* [Listed records]
○ ○ ○
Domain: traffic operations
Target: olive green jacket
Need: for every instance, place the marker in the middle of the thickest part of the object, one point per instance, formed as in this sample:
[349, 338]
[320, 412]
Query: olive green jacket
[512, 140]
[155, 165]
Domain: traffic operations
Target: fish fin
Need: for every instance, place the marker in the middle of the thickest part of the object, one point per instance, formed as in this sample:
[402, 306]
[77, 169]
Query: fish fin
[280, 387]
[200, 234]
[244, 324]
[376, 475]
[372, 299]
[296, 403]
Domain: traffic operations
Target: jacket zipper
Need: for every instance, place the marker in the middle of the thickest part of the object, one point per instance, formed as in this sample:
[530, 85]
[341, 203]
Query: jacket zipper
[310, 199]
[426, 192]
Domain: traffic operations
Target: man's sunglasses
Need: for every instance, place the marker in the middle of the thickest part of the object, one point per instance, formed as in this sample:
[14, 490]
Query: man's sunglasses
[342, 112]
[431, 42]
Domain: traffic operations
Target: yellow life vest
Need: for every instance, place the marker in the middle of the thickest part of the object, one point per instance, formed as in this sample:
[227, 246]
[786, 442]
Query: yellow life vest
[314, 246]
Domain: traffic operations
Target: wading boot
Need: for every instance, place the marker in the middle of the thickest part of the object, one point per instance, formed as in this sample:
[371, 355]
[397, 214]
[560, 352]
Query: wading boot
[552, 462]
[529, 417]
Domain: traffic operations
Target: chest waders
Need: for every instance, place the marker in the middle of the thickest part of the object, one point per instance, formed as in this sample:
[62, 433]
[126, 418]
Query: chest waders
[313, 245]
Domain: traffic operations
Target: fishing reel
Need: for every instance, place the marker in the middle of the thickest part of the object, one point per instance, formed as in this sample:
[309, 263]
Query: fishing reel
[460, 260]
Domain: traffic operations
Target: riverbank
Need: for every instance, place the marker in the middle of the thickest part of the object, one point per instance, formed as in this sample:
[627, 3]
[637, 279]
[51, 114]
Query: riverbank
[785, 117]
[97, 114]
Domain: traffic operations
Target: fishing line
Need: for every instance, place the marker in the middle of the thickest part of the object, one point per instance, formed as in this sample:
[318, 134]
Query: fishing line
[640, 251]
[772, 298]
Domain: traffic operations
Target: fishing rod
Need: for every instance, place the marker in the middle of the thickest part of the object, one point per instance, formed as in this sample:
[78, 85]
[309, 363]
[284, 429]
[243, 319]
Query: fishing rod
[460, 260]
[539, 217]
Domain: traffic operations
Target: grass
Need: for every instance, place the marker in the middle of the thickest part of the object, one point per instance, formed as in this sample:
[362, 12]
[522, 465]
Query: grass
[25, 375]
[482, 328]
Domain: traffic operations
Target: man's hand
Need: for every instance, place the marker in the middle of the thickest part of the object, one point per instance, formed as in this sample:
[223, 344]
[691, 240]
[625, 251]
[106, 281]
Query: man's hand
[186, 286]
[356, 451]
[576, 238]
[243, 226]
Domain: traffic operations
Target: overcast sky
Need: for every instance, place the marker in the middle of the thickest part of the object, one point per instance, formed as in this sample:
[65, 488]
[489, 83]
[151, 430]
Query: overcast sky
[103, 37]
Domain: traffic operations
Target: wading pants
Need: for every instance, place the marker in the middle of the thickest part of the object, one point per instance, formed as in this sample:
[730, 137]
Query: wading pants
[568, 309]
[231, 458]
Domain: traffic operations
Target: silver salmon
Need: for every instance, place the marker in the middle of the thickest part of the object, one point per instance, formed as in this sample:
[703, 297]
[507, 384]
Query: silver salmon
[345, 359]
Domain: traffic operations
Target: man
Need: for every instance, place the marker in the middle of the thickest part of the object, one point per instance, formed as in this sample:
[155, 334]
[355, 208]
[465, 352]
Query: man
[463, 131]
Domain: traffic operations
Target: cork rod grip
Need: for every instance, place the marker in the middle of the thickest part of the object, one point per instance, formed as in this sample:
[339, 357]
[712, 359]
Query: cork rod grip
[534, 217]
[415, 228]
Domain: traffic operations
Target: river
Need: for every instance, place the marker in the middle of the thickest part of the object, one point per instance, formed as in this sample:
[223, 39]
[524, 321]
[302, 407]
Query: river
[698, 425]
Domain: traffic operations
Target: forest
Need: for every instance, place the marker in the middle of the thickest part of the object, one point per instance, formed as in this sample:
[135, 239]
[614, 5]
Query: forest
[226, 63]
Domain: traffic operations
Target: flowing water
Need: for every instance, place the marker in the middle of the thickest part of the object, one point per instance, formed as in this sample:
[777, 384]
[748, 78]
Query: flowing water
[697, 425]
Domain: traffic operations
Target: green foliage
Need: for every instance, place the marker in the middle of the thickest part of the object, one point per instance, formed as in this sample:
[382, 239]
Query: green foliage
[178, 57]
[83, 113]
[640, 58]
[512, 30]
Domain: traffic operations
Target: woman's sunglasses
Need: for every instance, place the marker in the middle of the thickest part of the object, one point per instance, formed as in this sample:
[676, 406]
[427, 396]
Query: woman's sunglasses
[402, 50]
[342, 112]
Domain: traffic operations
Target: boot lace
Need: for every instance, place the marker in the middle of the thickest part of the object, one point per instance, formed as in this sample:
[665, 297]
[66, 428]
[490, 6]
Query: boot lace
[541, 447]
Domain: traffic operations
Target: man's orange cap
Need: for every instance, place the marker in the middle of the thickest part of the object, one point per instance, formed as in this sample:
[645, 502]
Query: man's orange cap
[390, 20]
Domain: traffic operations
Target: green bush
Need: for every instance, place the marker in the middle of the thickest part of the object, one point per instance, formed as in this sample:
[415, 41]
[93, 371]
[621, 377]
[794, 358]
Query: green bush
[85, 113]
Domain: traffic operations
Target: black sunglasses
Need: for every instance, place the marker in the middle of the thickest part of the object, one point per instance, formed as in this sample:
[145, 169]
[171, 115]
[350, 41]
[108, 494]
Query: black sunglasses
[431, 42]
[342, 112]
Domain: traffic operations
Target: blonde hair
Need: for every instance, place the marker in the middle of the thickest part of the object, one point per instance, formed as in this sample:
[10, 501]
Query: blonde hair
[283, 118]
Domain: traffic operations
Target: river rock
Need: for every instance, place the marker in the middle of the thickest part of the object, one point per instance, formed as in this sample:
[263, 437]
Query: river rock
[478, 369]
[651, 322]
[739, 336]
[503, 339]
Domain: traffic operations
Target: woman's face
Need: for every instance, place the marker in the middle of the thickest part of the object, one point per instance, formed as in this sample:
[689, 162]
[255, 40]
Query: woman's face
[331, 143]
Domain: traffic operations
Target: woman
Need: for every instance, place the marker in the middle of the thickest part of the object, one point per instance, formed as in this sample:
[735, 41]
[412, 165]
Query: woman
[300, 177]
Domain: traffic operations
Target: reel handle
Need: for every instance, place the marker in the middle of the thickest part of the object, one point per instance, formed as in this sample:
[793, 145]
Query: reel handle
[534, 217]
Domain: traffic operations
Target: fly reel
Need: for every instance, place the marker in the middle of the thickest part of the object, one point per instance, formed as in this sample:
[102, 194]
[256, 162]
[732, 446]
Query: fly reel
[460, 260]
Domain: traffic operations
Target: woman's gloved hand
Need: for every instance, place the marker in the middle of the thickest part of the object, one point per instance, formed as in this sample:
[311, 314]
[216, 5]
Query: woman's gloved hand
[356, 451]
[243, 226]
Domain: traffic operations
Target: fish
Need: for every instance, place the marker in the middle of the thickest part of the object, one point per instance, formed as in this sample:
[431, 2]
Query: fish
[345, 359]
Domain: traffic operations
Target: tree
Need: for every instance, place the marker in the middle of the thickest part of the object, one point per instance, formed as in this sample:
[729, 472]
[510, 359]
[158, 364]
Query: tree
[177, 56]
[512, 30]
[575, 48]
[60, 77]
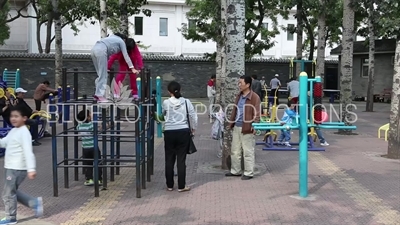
○ ○ ○
* [Aim of the task] Please count the lines in the records that contain the string "green", with case counting, and reply with only that number.

* [Answer to the task] 6